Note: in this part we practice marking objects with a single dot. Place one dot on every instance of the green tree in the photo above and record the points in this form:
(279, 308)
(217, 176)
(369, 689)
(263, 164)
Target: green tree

━━━

• _Task requirements_
Copy every line in the entries above that has the string "green" in it.

• _The completed task_
Note: in this part we practice marking objects with a single dot. Place one dot on every instance of the green tree in the photo above and record the points in this form:
Target: green tree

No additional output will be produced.